§ WORK TO DO
Please list every person named in the news excerpt on the Azerbaijan–Armenia fighting below.

==== TEXT SEGMENT ====

In a fiery address to the nation on Sunday, Azerbaijani President Aliyev set several stiff conditions for a ceasefire.
He said Armenian forces “must leave our territories, not in words but in deeds”, provide a timetable for a full withdrawal, apologise to the Azerbaijani people and recognise the territorial integrity of Azerbaijan.
Karabakh’s presidency threatened to “expand subsequent (military) actions to the entire territory of Azerbaijan”.
Armenian sources have put the death toll from fighting in the region – home to about 145,000 people – at more than 200, while Azerbaijan most recently said that 19 civilians have been killed and 60 injured.
Russia, which has a base in Armenia and also supplies weapons to Azerbaijan, has expressed concerns about the rising number of civilian victims.
Foreign Minister Sergey Lavrov called for a ceasefire as soon as possible in a telephone call with his Armenian counterpart Zohrab Mnatsakanyan on Sunday.
German Chancellor Angela Merkel also demanded an immediate end to all fighting during a phone call with Armenian Prime Minister Nikol Pashinyan.
The war, which ended with a fragile peace treaty in 1994, is estimated to have killed tens of thousands of people, including more than a thousand civilians.

==== ENTRIES SUPPLIED ====

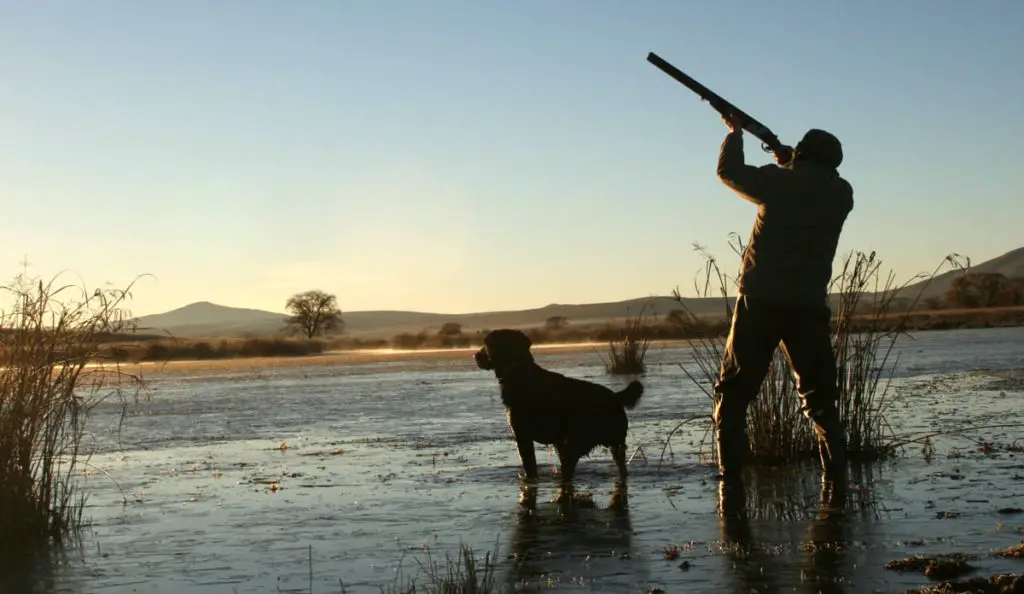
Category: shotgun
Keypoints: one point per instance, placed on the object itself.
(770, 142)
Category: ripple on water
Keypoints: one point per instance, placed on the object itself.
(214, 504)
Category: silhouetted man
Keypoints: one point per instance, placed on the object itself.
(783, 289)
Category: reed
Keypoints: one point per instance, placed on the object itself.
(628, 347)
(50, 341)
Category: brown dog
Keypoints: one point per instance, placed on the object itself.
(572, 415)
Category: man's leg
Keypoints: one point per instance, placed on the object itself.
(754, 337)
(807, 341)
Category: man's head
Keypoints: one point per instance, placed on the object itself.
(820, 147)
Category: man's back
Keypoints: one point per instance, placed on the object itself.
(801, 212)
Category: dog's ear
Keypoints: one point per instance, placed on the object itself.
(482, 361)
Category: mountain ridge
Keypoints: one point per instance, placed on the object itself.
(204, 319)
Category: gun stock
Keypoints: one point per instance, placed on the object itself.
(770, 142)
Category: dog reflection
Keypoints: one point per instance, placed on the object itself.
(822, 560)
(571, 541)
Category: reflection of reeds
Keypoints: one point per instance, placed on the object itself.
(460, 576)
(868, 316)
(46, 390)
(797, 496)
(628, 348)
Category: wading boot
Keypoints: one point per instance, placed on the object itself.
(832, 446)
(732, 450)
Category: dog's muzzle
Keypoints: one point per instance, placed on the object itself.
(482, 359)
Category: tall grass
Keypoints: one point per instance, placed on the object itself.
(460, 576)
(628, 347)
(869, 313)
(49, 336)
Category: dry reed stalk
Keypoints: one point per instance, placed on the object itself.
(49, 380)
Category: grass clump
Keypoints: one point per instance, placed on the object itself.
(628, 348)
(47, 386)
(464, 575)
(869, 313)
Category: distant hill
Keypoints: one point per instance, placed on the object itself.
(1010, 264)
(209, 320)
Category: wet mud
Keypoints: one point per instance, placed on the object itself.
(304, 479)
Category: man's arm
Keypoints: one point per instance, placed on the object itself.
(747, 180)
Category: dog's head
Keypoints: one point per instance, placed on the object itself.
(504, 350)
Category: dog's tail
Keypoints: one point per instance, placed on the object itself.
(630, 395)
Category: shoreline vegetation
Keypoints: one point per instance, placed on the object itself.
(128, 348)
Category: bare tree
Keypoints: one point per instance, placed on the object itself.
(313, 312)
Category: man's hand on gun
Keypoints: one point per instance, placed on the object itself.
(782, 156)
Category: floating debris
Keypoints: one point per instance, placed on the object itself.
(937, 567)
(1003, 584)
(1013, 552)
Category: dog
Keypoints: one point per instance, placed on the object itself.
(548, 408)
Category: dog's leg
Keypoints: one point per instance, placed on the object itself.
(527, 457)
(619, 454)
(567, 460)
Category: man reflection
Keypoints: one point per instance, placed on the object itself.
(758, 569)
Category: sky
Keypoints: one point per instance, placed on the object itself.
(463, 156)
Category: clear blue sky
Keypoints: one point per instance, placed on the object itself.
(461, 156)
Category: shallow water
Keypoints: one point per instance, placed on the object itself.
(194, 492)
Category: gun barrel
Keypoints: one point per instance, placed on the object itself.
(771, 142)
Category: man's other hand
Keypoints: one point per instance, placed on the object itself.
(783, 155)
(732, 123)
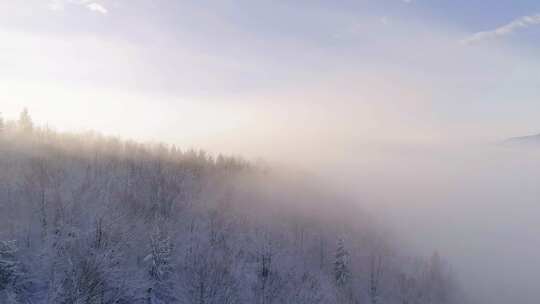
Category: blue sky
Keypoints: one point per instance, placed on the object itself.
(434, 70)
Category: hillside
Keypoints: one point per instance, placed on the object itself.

====
==== ENTRIES SUPPLIED ====

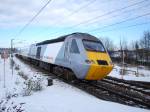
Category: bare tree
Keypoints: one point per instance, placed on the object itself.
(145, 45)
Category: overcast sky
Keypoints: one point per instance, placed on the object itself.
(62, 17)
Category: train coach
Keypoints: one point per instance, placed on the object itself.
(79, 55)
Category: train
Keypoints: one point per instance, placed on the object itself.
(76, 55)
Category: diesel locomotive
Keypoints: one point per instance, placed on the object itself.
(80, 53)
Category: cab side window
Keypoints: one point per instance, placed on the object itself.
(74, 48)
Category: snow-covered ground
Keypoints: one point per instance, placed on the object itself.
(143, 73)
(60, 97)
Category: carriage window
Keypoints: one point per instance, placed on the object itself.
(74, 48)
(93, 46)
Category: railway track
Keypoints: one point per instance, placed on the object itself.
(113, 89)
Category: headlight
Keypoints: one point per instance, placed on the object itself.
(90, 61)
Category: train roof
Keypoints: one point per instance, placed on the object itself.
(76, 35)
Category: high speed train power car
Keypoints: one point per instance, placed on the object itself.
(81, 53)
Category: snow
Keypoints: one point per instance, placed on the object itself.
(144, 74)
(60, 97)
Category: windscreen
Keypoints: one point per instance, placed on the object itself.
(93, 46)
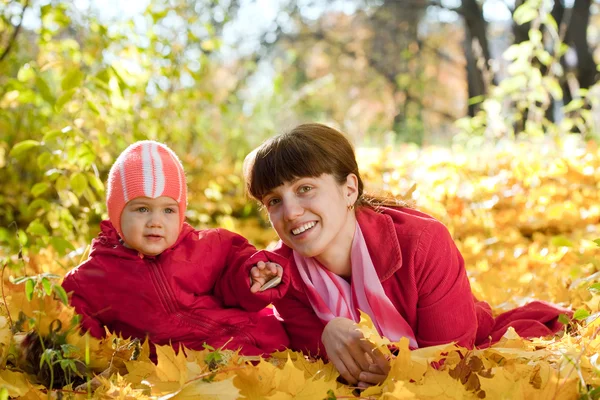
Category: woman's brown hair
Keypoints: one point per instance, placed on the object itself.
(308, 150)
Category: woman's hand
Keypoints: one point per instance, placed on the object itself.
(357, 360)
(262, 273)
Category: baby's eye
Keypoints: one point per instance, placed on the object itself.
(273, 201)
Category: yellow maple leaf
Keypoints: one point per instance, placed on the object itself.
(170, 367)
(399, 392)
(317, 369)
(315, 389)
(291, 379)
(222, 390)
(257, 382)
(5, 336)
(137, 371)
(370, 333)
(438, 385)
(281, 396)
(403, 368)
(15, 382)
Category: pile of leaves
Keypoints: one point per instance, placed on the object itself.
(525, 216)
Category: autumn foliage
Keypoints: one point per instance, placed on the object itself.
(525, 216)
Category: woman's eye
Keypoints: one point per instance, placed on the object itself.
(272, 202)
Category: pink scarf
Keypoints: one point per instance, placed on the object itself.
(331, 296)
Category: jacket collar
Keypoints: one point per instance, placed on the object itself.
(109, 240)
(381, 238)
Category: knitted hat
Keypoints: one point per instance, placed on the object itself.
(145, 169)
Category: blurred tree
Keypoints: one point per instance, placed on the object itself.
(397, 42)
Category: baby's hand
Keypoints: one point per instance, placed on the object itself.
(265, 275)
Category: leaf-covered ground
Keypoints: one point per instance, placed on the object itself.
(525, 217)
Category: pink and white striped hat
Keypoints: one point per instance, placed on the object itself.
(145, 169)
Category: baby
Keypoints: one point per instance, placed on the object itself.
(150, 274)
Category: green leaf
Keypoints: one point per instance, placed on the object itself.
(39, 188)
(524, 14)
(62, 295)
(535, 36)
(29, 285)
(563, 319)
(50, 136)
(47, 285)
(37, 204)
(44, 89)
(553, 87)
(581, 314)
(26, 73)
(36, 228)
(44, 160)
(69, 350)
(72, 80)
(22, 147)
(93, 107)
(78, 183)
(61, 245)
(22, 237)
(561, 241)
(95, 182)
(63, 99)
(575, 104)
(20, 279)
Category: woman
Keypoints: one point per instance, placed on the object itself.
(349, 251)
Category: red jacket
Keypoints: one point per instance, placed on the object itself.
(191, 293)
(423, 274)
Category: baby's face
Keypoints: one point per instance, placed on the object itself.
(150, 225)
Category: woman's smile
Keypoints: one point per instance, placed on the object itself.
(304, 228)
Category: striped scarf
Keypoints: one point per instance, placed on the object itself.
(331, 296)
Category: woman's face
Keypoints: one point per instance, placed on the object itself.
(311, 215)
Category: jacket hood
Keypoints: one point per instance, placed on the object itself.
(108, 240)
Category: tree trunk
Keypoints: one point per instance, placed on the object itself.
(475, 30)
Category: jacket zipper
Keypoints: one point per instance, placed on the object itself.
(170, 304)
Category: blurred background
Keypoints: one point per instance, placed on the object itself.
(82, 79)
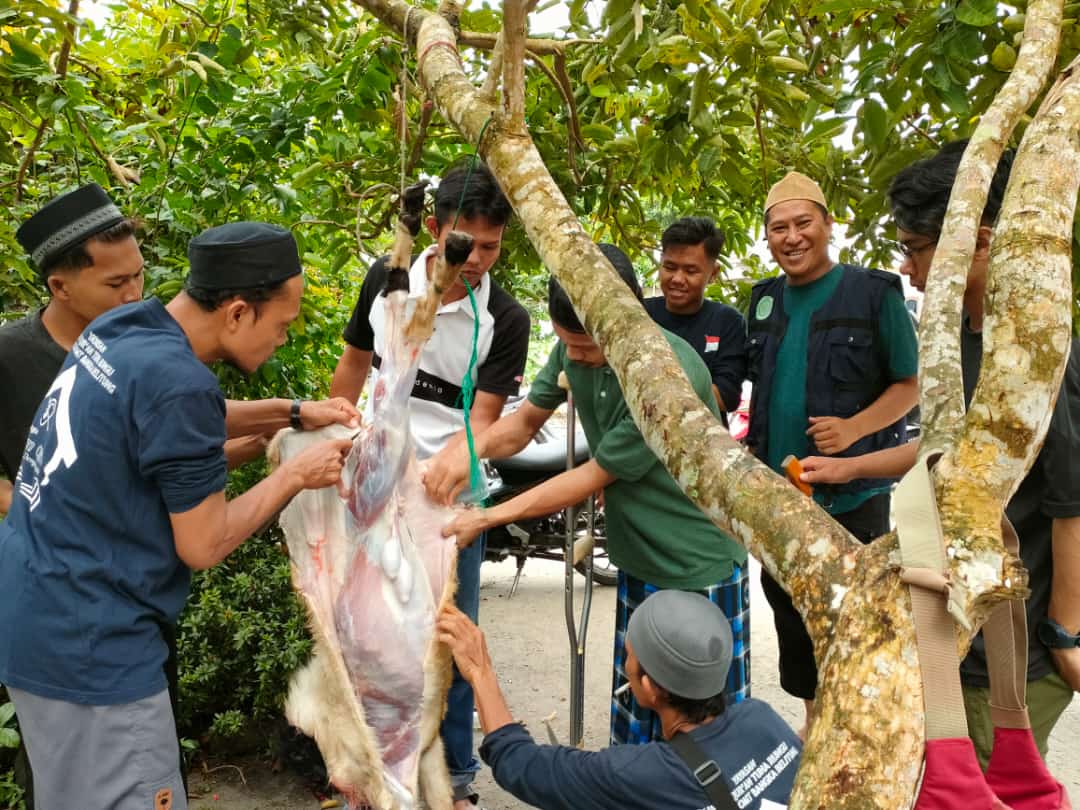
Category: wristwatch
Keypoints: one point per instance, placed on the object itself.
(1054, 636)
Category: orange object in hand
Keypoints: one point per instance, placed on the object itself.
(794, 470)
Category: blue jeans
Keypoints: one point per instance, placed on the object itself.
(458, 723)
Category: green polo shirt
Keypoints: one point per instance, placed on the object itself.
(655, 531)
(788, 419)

====
==== ENTRIES SUPPLIED ====

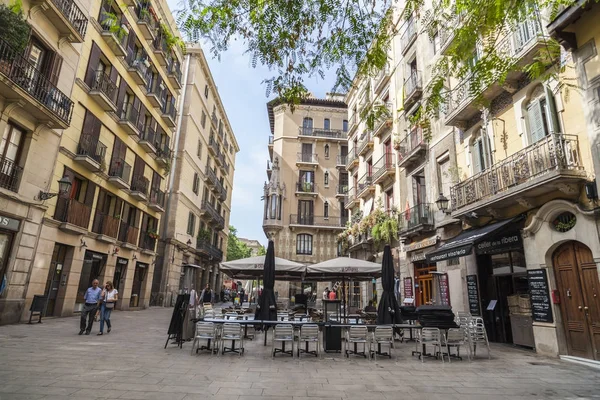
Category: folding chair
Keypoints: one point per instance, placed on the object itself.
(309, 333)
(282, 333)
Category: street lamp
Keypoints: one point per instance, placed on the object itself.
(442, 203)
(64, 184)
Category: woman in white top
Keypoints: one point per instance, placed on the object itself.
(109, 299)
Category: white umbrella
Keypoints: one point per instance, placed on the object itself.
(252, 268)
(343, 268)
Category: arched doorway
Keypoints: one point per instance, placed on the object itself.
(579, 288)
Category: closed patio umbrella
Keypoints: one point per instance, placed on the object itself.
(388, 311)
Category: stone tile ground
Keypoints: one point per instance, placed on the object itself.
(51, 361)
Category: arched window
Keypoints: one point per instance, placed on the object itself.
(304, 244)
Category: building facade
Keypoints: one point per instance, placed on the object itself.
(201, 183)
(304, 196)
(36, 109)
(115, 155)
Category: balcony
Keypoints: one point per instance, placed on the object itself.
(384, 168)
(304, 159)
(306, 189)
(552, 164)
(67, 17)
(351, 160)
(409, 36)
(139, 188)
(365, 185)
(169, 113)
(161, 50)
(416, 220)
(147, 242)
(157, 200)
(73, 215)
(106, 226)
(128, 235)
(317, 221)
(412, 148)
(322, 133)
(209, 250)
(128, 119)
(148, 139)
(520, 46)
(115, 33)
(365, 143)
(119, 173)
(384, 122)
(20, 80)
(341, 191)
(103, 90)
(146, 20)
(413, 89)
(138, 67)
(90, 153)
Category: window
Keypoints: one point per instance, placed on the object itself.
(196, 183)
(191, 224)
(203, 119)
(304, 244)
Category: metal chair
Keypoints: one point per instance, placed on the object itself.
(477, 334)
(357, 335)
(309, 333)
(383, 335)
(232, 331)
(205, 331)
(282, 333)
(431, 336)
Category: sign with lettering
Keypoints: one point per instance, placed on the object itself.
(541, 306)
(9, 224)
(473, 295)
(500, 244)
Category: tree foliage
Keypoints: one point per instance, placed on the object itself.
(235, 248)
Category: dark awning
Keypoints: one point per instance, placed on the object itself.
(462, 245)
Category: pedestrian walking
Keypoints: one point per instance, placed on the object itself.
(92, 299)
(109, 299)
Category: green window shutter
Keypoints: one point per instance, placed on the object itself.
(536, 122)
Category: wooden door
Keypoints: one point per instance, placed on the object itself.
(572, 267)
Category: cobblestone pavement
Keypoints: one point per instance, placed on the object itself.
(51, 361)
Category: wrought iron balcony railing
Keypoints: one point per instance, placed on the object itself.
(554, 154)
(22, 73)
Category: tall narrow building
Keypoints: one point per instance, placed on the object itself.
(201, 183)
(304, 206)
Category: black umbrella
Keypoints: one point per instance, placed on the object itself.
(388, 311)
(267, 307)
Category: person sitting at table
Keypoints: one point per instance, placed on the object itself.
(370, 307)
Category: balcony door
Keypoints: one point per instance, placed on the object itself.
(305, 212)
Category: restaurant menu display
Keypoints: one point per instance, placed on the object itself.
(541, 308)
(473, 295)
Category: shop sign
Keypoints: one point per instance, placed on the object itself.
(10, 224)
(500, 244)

====

§ EXPECTED ANSWER
Aliyev, Sergey Lavrov, Zohrab Mnatsakanyan, Angela Merkel, Nikol Pashinyan